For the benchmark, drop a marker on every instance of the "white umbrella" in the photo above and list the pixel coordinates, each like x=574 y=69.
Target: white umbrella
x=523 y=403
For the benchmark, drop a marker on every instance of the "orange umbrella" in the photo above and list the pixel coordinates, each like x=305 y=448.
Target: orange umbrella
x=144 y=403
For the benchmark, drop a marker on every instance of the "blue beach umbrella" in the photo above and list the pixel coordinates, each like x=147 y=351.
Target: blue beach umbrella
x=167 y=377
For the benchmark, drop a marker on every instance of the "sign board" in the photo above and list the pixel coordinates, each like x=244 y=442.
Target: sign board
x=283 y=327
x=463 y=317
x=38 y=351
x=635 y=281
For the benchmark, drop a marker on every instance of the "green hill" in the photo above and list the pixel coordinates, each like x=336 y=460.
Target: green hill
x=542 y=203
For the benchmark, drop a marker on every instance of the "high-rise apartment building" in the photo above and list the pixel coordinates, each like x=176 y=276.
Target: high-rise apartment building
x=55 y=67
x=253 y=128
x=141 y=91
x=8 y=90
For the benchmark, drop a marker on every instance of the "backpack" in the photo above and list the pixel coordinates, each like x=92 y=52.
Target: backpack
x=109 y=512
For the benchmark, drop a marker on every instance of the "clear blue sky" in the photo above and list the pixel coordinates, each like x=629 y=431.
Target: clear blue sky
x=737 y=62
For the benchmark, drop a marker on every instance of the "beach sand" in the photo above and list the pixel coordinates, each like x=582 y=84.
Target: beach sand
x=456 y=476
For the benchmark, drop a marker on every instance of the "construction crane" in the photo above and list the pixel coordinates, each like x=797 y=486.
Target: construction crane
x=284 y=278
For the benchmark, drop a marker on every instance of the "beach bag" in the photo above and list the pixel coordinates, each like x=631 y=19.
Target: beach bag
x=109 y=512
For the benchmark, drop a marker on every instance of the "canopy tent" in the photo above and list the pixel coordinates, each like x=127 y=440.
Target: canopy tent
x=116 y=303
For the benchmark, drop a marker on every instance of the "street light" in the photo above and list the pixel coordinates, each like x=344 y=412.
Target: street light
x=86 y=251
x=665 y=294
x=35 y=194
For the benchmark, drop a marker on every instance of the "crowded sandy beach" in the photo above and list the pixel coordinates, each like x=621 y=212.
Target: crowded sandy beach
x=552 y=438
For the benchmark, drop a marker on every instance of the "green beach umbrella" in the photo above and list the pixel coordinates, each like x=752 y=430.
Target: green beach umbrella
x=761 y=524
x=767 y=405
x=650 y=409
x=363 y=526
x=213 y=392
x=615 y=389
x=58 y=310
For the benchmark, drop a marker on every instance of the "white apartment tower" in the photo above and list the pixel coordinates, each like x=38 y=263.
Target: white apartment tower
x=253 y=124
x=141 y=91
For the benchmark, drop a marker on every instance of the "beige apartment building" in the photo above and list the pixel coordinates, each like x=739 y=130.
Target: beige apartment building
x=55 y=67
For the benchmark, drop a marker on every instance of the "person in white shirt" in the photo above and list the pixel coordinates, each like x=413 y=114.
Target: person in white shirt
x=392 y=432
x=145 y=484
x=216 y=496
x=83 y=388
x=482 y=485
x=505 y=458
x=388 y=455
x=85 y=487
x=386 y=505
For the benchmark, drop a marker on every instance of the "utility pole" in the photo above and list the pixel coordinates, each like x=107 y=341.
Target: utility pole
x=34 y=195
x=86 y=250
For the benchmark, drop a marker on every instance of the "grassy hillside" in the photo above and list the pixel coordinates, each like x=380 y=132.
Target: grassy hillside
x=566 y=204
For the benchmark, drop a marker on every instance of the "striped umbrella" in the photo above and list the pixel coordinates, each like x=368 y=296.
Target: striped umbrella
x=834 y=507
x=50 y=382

•••••

#### The problem
Could you give the listing, from the line containing "like x=368 y=296." through the end of the listing, as a Markdown table with the columns No. and Line, leaving out blank lines?

#### Written answer
| No. | Line |
|---|---|
| 1 | For the benchmark, drop a marker on every instance of the "striped umbrella" in the photo above and list the pixel coordinates, each like x=368 y=296. |
| 2 | Target: striped umbrella |
| 3 | x=834 y=507 |
| 4 | x=50 y=382 |